*DETTAGLI DEL PROBLEMA:*
Riscrivi le righe a partire da quella che contiene "Find snowboarder illustration" e fino a quella che contiene "812;183;836;205". Sostituisci "banner" con "poster" e lascia invariato tutto il resto.

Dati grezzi
....
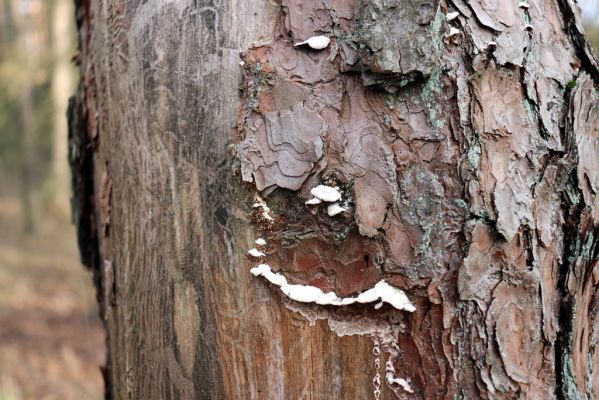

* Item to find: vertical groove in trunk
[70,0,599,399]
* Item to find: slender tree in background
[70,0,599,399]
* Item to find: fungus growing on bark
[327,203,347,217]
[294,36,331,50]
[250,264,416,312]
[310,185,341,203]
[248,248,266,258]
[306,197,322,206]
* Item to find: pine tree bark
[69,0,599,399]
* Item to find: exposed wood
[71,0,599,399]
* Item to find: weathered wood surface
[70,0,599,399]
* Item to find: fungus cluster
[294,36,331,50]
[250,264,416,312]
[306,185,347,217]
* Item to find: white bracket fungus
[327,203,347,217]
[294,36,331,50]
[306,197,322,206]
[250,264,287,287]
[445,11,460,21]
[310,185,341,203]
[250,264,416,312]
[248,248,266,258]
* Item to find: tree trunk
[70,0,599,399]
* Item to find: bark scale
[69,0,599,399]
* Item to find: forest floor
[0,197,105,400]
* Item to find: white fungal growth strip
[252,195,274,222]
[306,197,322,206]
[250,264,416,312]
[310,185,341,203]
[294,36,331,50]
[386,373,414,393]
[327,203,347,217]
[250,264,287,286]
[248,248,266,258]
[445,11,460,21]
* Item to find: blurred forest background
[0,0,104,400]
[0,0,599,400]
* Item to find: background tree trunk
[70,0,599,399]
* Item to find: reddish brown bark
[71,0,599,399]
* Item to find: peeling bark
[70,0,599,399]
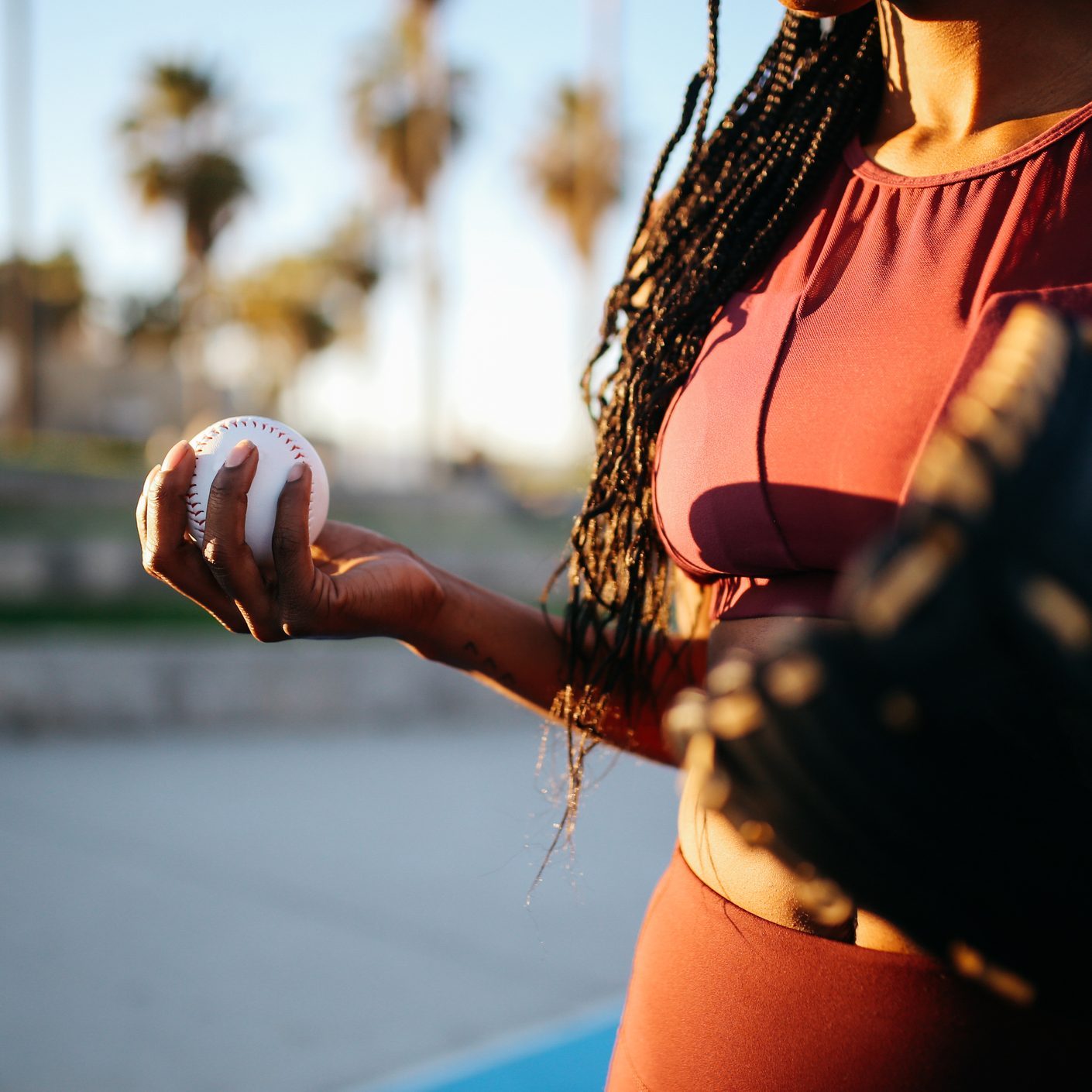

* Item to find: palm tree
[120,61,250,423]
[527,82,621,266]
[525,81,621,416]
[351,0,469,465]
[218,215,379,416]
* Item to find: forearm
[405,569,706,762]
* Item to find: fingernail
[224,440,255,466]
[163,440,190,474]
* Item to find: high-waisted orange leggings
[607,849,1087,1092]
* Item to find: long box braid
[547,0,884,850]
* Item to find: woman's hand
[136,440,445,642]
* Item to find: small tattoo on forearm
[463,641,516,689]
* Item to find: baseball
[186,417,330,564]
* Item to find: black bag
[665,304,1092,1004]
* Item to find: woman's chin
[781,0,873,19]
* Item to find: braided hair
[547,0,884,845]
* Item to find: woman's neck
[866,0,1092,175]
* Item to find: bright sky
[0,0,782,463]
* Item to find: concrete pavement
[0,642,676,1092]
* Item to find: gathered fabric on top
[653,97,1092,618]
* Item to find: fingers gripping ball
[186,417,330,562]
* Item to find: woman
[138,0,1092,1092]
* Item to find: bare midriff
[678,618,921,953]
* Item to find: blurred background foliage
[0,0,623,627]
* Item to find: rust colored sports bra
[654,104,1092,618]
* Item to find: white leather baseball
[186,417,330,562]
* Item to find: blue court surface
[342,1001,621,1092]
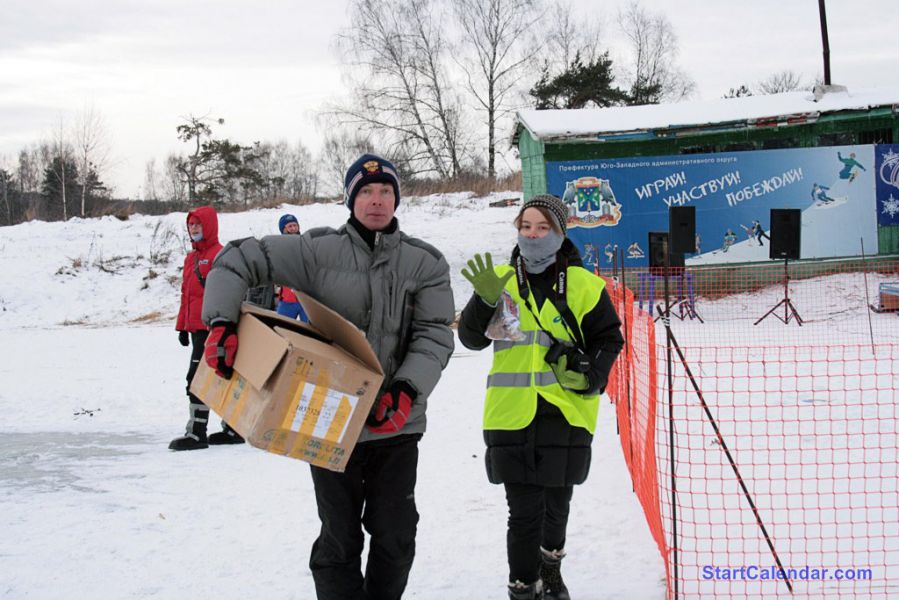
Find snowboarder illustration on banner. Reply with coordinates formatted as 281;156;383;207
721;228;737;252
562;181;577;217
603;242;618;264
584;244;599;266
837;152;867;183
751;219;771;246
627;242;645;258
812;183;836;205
....
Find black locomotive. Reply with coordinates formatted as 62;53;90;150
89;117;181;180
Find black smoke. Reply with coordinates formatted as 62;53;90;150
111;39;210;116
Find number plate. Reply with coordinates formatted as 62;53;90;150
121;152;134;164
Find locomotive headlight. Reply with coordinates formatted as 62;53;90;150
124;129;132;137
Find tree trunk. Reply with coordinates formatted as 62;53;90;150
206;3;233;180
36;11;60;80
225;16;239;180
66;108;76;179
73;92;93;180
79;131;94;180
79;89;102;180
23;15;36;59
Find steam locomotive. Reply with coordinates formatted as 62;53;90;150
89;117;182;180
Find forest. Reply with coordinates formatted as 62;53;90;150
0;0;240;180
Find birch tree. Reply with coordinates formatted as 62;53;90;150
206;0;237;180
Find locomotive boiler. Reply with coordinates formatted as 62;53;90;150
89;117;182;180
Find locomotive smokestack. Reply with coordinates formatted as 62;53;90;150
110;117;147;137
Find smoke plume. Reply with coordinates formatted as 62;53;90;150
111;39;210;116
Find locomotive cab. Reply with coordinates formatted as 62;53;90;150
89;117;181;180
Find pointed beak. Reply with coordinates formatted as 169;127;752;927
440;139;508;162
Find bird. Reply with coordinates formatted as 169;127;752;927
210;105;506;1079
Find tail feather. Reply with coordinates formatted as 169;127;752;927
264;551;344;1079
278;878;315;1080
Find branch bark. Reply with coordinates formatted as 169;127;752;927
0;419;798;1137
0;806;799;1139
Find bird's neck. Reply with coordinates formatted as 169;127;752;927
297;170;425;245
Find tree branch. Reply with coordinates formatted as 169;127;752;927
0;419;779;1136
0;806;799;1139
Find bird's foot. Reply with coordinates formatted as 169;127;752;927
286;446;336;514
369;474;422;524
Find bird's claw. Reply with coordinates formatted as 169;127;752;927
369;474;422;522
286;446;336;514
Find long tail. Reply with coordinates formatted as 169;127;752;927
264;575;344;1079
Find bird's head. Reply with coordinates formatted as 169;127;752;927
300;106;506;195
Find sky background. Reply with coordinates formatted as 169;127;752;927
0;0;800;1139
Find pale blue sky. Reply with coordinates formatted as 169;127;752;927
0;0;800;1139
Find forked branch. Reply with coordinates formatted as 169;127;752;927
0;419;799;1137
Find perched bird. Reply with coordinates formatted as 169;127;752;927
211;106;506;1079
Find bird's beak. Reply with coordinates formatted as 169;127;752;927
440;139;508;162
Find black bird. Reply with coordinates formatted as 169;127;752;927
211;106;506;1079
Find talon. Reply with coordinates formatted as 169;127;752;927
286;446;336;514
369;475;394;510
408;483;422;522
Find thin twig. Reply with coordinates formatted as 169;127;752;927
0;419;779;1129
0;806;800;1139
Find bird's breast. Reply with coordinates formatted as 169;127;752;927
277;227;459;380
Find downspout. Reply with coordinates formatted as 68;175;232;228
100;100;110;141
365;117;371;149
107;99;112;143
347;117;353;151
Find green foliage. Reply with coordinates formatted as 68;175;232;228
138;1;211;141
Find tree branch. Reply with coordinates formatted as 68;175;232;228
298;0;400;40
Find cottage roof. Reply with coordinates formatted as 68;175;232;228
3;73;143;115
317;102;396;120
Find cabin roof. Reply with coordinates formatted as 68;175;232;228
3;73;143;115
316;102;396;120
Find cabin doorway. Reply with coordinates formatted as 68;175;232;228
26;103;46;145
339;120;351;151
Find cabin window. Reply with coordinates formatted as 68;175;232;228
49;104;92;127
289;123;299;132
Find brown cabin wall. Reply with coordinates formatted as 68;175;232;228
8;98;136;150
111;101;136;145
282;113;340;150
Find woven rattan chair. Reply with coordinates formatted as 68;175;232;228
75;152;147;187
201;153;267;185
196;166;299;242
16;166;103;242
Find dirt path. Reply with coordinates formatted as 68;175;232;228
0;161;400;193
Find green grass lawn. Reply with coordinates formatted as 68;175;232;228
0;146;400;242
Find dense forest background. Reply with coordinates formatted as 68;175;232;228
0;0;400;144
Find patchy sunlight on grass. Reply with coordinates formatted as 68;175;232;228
....
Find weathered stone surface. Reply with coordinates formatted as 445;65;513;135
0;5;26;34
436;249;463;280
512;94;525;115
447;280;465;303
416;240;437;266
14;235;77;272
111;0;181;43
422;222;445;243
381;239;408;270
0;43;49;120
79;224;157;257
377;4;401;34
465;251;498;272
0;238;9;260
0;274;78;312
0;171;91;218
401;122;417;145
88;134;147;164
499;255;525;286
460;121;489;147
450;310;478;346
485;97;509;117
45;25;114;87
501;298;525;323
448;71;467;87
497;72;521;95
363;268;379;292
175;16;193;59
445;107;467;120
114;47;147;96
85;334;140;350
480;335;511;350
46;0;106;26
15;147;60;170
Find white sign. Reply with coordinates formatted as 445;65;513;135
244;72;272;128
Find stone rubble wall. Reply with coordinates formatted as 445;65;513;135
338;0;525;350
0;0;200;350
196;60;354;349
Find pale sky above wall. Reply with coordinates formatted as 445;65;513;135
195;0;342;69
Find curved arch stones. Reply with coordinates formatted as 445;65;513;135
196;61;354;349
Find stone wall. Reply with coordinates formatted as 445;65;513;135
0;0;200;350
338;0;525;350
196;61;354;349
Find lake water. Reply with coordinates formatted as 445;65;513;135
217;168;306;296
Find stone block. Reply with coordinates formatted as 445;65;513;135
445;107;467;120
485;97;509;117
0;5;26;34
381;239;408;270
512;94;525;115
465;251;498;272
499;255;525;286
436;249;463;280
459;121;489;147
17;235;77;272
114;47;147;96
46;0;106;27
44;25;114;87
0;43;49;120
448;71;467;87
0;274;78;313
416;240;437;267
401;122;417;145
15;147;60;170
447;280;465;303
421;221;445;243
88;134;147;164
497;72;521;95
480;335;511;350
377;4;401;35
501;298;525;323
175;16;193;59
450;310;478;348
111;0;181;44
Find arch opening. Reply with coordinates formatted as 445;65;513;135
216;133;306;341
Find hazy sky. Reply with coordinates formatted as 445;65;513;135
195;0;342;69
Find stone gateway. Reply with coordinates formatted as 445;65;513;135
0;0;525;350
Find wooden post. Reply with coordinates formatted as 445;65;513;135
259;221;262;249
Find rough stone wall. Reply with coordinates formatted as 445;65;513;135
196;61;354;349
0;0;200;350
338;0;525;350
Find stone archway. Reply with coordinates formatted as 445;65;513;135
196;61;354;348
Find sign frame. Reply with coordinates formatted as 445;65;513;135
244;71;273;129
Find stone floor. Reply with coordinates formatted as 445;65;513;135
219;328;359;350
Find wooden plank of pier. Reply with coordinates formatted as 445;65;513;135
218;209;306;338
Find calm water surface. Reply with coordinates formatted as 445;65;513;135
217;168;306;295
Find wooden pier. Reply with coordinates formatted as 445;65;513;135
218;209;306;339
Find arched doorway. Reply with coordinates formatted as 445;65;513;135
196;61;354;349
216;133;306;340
....
*ESERCIZIO SVOLTO:*
Find snowboarder illustration on poster. Reply with coordinates formatted as 281;156;383;207
721;228;737;252
562;181;577;217
603;242;618;264
584;244;599;266
837;152;867;183
751;219;771;246
627;242;645;258
812;183;836;205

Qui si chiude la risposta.